Work to complete:
(a) In the account of the car spinning out in the rain, how fast was the writer driving on 38?
(b) Summarize the account of the car spinning out in the rain in two sentences.
(c) Go on with the account of the car spinning out on Rt 38, picking up after its final sentence.

Quoted passage:
● ● ● ● ● ● ●

Hmm.
I was driving home from class today and my car kept wanting to swerve in the rain.
So I was like no hydroplaning for you and just got in the right lane and went 40 miles per hour on 38.
About when I got to the McDonalds in Cherry Hill the car decides to defy me.
All of a sudden it jerks left.
I'm not sure why, but I didn't panic.
I didn't even change my dull apathetic facial expression.
The car is almost facing the entirely wrong direction, maybe 120 degrees to the left so far.
Knowing Rt 38 is crowded and traffic might not stop for me I act quickly and cut the wheel.
I've cut the wheel and the car is evening out.
The cars now facing the right way of the street.
The wheel no longer needs to be cut to the right.
The car continues to spin. This time to the right.
It goes beyond the 180 degree mark to about 200 before it stops.
My face still blank, my mind still empty; I gaze forward.
I see a truck coming at me.
And my car is mostly facing him, turned to slightly expose the driver side.
Surely this was gonna be where it ends.
I always wondered if those stories were true.
Those tales of when you were about to die you remember your life in flashbacks.
They weren't.
I just stared at the truck blankly.
Too apathetic to even change the dull expression on my face.
And I said something out loud.
I muttered in a low voice.
In the most MONOTONE voice possible.
I calmly said 'oh fuck.'
So here I was ready to die.
And I couldn't give the slightest care.
There was no fear.

● ● ● ● ● ● ●

Data block:
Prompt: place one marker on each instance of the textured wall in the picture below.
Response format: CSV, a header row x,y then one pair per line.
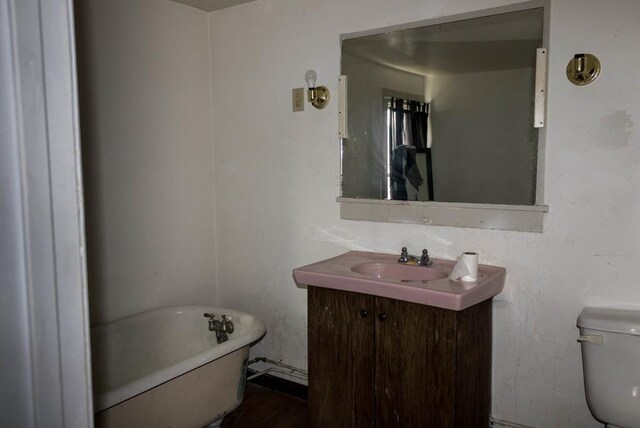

● ● ● ● ● ● ●

Replies:
(a) 40 miles per hour.

(b) Driving home from class in the rain, the writer's car suddenly jerked left near the McDonalds in Cherry Hill on Rt 38 and then spun right to about 200 degrees, ending up facing an oncoming truck. Expecting to die, the writer felt no fear, had no flashbacks, and only muttered "oh fuck" in a monotone voice.

(c)
No thought of anything I could miss.
No desires.
I just sat there and waited.
Not frozen in panic, but just apathetic.
The truck managed to come to a stop a little in front of me.
No harm, no foul.
I held my blank expression on my face.
Turned on my left turn signal.
And pulled into the McDonald's parking lot to turn back around.
I don't know what it is.
I'm not scared of alot of things anymore.
I don't get butterflies in my belly anymore.
I don't even really like anyone anymore.
It's like I've been dead inside for almost two years now.
But it's different.
I'm not sad.
I'm not depressed.
I just don't really feel strongly towards anything anymore.
I used to be scared of bridges.
I couldn't care less anymore.
I used to always get that tingle in my tummy.
I don't even remember what it feels like anymore.
No more panic attacks.
No more knots in my throat.
No fear.
No despair.
No love.
No more crying.
No more happiness.
Not alot of anything.
I'm so dull now.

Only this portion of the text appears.